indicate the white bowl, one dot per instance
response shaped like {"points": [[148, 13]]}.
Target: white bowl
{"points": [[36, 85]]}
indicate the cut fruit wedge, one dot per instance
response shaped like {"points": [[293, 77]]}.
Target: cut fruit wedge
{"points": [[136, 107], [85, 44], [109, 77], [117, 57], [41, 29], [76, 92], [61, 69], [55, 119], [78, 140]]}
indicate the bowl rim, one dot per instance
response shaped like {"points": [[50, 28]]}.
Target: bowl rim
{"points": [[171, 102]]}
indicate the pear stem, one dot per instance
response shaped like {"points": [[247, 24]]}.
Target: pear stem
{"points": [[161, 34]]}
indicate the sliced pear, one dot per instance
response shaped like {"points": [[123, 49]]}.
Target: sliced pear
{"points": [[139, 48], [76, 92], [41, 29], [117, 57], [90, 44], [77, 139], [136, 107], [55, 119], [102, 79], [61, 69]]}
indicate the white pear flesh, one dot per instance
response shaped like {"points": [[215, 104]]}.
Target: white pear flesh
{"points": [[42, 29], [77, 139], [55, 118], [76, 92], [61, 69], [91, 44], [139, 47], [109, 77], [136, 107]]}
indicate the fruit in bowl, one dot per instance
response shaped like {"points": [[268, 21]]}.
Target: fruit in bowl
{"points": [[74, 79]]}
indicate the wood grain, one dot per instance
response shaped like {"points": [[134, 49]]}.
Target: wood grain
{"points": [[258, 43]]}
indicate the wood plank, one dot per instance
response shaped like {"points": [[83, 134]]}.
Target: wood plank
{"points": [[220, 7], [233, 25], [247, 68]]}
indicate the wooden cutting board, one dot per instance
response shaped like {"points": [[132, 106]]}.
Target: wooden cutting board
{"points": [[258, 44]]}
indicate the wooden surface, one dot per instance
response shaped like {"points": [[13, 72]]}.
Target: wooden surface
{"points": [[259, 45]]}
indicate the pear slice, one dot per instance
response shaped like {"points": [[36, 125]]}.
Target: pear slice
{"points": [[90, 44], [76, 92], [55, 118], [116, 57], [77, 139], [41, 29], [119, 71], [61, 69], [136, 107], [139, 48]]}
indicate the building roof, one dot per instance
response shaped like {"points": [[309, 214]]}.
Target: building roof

### EXERCISE INSTRUCTIONS:
Using the material above, reproduce exactly the line that contains "indicate the white pear" and all lines after it through the last one, and only those.

### SOLUTION FOR THIS TASK:
indicate the white pear flesh, one dot per instance
response shaped like {"points": [[215, 104]]}.
Target: white pear flesh
{"points": [[42, 29], [77, 139], [55, 118], [76, 92], [61, 69], [91, 44], [139, 47], [109, 77], [136, 107]]}
indicate the fruit in bowl, one dot per instance
response shaped like {"points": [[268, 21]]}.
Target: fruit in bowl
{"points": [[74, 79]]}
indicate the wood grain, one dot per instance
response shaped like {"points": [[134, 49]]}.
Target: wood grain
{"points": [[258, 43]]}
indicate the wood plank, one dot per instance
response shaped like {"points": [[83, 134]]}.
Target: wood plank
{"points": [[220, 7], [233, 25], [247, 68]]}
indicate the wooden cutting board, one dot per instance
response shaped like {"points": [[132, 106]]}.
Target: wooden cutting board
{"points": [[258, 44]]}
indicate the wooden surface, one dot per instance
response shaped like {"points": [[13, 72]]}.
Target: wooden surface
{"points": [[259, 45]]}
indicate the pear slice, one dot per instance
response shaped like {"points": [[36, 125]]}.
Target: pear slice
{"points": [[90, 44], [76, 92], [55, 118], [116, 57], [77, 139], [41, 29], [119, 71], [61, 69], [136, 107], [139, 48]]}
indicate the building roof, one dot per instance
response shaped like {"points": [[309, 214]]}.
Target: building roof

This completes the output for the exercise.